> TASK PROMPT: From the passage about Mr Flanagan, list each relative whose reaction to his wish to go to Baghdad is described, with that reaction.

> PROVIDED TEXT:
──────────────────────────────
This may all seem a long way from the war in Baghdad, but it helps to explain Mr Flanagan's extraordinary decision to come here. "I cannot believe my happiness," he said. "Miriam [his Chinese wife] has a heart as big as a football. She's a fantastic cook. I just felt I had so many blessings in life . . ."

Mr Flanagan said he was affected by photographs of victims of the previous Gulf War. "I knew it would be a repetition. I knew hospitals would be full and understaffed. The main reason I came was to try to help the victims of the war. I felt the marriage would be blessed and our families would be blessed. I'm not over-religious, but I believe in God and pray."

His wife was "horrified" at his desire to come to Baghdad. His sister was upset, and his niece "went hysterical". But nothing would deter him. Armed only with a letter of recommendation from Dr Nooh al-Kaddo, the director of the Clonskeagh Mosque, Mr Flanagan arrived in Baghdad two days after the war started.

The vehicle he took from Amman had to shelter overnight next to a farmhouse, to escape being bombed. He spent two weeks visiting destroyed houses and hospitals, trying to comfort the victims.

Eight days ago, at 2 o'clock in the morning, six men in dark clothing banged on the door of Mr Flanagan's hotel room. "They looked very ominous," he said. "One had a Kalashnikov. The main heavy was the most vile-looking creature I've ever met."
──────────────────────────────
> RECORDS SUPPLIED:
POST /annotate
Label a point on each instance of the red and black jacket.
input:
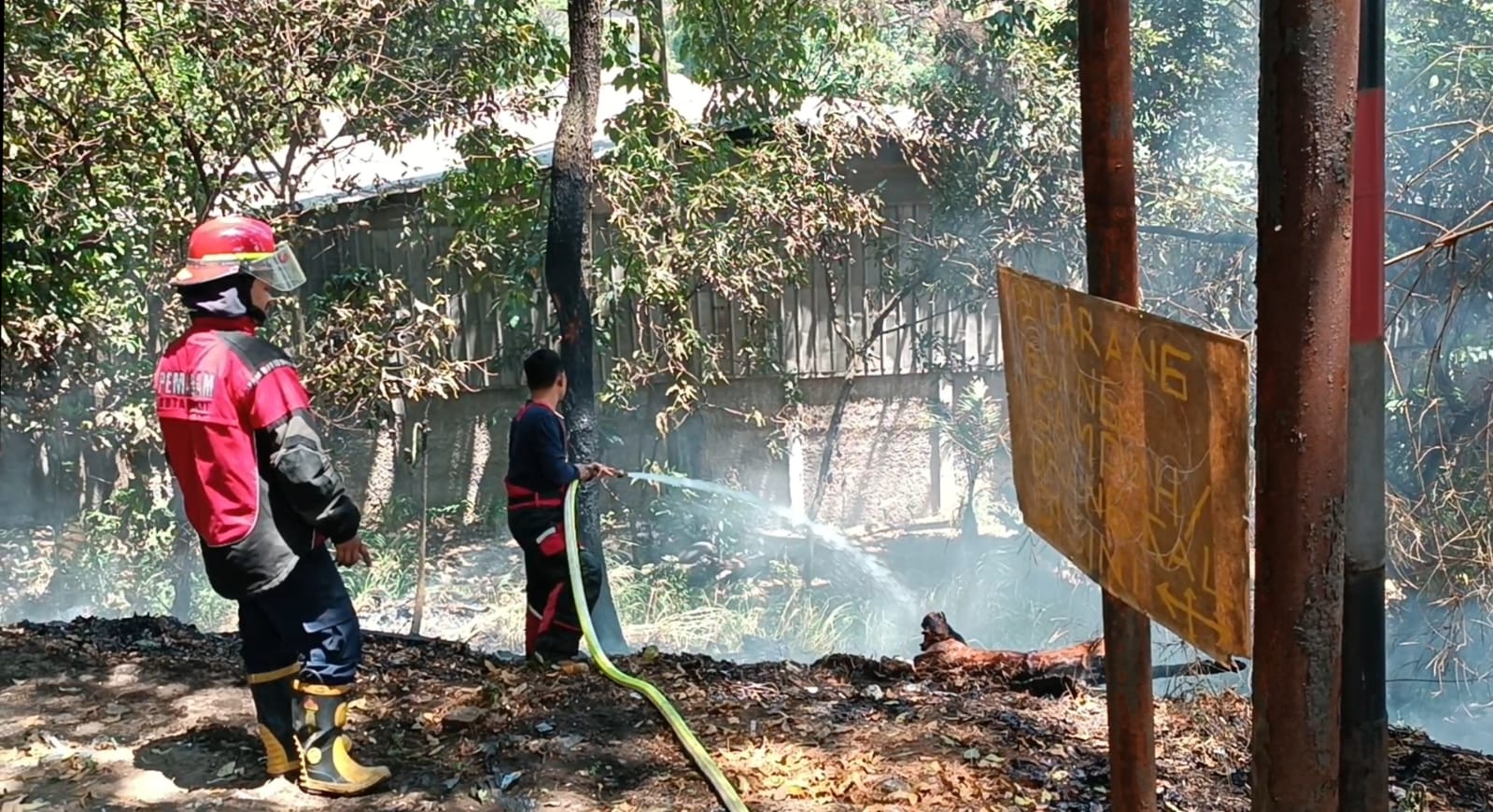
──────────────────────────────
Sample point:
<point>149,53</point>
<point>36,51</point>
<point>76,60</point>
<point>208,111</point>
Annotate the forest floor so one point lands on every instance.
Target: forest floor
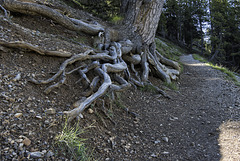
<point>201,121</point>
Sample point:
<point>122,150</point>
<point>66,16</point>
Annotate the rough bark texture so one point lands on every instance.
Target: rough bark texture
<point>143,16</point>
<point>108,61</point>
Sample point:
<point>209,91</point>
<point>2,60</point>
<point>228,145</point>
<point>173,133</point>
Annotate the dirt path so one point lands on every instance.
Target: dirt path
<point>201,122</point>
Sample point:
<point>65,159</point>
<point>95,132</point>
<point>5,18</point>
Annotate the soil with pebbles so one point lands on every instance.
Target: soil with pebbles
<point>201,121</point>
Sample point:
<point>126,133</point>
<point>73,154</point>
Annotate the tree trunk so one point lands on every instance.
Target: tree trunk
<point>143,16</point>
──────────────────────────────
> TASK OUTPUT:
- His wife: "horrified"
- His sister: upset
- His niece: "went hysterical"